═══ PAGE EXTRACT
Democratic Expert: Redistricting Amendment Brings Back Prison-Based Gerrymandering [UPDATED]

Written by Chris Bragg on . Posted in Blog.





A memo being circulated by Todd Breitbart, a Democratic redistricting attorney expert who has worked closely with the Senate Democrats, states that the proposed redistricting constitutional amendment released late last night would bring back prison-based gerrymandering.

In 2010, the practice, which had counted prison inmates in the largely upstate communities where they were held, rather than in the downstate communities where many of those inmates hailed from, was ended through legislation passed by the Democratic-controlled Senate. The Senate Republicans, who have since regained the majority, sued to overturn the law, but eventually dropped the litigation.

But Breitbart says the constitutional amendment, as proposed, would get rid of the 2010 law abolishing prison-based gerrymandering:

The amendment would reverse the one significant reform of New York legislative redistricting since the one-person-one-vote decisions of the 1960’s – the end of prison-based gerrymandering.

The reform enacted [in] 2010 specifically requires LATFOR to create a database in which inmates of state and federal prisons have been subtracted from their places of incarceration, and reallocated insofar as possible to their prior home addresses. LATFOR is further required to use the adjusted database in recommending Senate and Assembly districts to the Legislature.

The prisoner subtraction-and-reallocation law is in the Legislative Law, Section 83-m, Subsection 13, which would be completely superseded by the proposed amendment. The amendment abolishes LATFOR, but does not impose the prisoner subtraction-and-reallocation rule upon the new commission or the Legislature. It thus repeals the rule, and brings back prison-based gerrymandering.

In the memo, Breitbart also points out several other flaws he perceives in the amendment, including what he calls the “absurd” formula for determining the size of the Senate.

 

The Supposed Constitutional Reform of Legislative Redistricting

UPDATE:

Common Cause has issued a press release echoing this concern about prison-based gerrymandering, among many others:

NEW YORK, NY (03/12/2012)(readMedia)– The proposed Constitutional Amendment is a far cry from independent redistricting, with final approval of the maps squarely in the hands of the legislature. This is not reform let alone even an improvement. This is change for change’s sake. The so called “independent commission” is not independent at all, but rather a proxy for the Legislature. In the end, this is an attempt to memorialize a system where both parties run roughshod over the voters. This is the system we currently have which the public has consistently rejected.

The proposed section on criteria is couched in equivocation, with incumbency elevated above the need to keep counties, cities, and towns intact. Communities of interest is listed dead last and is not defined. This pales in comparison to the New York City language which reads: “District lines shall keep intact neighborhoods and communities with established ties of common interest and association, whether historical, racial, economic, ethnic, religious or other.”
══════
═══ DATASET ROWS
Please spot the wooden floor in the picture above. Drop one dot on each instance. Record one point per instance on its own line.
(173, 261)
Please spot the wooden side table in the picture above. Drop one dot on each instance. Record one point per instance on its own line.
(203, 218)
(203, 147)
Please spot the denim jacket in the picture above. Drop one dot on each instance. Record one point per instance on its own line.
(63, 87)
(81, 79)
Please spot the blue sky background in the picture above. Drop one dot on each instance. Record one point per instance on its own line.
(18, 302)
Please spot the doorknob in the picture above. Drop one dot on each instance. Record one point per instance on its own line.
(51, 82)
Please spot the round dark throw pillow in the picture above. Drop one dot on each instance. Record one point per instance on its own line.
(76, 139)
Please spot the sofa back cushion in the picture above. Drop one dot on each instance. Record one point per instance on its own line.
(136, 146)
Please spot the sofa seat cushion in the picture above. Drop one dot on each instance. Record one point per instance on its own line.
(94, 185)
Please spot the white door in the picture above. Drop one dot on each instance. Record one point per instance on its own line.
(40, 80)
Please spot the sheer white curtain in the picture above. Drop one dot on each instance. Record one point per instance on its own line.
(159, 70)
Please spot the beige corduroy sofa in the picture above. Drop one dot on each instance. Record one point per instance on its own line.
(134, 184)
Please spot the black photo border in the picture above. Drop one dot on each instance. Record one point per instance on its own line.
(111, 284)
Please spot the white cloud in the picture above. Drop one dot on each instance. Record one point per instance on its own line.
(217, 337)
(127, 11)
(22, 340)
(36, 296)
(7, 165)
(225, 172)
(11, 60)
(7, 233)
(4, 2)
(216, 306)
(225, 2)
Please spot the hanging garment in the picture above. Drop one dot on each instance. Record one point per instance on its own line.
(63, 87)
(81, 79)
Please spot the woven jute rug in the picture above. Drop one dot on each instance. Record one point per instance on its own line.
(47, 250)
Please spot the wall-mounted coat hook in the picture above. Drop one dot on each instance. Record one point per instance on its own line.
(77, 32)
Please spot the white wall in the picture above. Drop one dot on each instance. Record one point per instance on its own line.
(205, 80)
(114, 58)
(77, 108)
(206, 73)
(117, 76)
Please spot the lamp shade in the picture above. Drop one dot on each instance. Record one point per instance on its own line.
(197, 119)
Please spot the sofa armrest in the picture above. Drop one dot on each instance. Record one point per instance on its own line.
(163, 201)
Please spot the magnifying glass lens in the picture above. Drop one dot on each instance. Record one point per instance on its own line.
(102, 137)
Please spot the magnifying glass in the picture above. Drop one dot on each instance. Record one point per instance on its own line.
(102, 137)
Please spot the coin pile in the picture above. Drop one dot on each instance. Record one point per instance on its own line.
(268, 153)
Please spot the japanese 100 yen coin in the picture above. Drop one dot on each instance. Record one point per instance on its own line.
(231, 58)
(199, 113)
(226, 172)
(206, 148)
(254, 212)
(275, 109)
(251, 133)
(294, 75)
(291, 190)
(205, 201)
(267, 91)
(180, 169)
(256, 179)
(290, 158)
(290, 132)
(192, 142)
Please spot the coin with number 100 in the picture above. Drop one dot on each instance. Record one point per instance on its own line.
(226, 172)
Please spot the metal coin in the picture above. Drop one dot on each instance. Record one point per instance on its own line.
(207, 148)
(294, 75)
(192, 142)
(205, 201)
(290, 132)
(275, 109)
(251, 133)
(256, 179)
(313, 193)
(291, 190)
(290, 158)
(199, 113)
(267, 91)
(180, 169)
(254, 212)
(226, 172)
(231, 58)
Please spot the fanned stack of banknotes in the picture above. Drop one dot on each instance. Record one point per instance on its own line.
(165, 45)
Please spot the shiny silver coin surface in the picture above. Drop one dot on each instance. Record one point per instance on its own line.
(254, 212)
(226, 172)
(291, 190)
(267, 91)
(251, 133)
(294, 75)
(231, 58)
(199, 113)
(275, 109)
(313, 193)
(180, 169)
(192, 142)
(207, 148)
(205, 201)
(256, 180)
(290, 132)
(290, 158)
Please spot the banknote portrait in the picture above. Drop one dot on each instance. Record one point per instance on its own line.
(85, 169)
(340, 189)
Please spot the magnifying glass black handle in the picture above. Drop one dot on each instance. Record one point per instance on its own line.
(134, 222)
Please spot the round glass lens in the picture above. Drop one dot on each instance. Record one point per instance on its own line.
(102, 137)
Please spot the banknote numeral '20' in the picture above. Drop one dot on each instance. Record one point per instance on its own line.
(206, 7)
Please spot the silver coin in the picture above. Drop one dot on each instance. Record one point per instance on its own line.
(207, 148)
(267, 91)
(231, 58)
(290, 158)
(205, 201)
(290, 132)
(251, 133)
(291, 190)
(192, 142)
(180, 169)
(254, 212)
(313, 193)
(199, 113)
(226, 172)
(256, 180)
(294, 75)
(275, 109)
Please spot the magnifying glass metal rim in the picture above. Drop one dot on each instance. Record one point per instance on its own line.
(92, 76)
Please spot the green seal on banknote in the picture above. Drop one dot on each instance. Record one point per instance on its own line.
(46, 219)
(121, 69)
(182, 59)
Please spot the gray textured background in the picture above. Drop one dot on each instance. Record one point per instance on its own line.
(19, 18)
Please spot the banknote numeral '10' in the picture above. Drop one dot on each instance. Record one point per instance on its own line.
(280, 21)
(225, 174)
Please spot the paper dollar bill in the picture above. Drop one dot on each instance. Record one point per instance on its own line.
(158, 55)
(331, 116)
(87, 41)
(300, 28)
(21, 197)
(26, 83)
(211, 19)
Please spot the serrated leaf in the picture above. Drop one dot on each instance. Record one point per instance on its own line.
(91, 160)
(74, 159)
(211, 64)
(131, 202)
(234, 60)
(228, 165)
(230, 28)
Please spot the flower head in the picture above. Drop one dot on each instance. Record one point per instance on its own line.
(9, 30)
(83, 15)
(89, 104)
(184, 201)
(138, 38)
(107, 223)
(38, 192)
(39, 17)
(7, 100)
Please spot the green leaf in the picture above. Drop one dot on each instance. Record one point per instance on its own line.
══════
▸ PROBLEM DESCRIPTION: Write a continuation of the article on New York's proposed redistricting amendment, starting right after its last sentence. The records have nothing to do with the text and are included only as separate material.

▸ OUTPUT FOR THIS TASK:
Incumbency, in coded language, is given primacy, and there is no mention of prison based gerrymandering. In stark contrast, the proposed criteria devised in the 1967 constitutional convention states simply: “Gerrymandering for any purpose is prohibited” (Section 2, subsection c).

In order to achieve meaningful reform in the future, and for the next ten years, the Governor must hold firm to his promise to veto any politicized maps, and work toward a solid constitutional amendment which truly reforms the redistricting process.

Common Cause evaluated the proposed amendment against its own criteria, and reform criteria outlined by Professor Gerald Benjamin in a February 27th op-ed in the Albany Times Union.

1. Entirely replace what are outdated, substantially invalid constitutional provisions. NO – the amendment layers more confusing language on top of the arcane 19th century language.

2. Provide for an independent commission with an odd number of members (5 to 13) appointed by a diversity of authorities exclusively from a pool of interested citizens. NO

3. Lobbyists, elected officials and those directly or indirectly dependent upon them for employment could not serve. YES

4. Members would reflect the political and demographic diversity of the state. NOT CLEAR.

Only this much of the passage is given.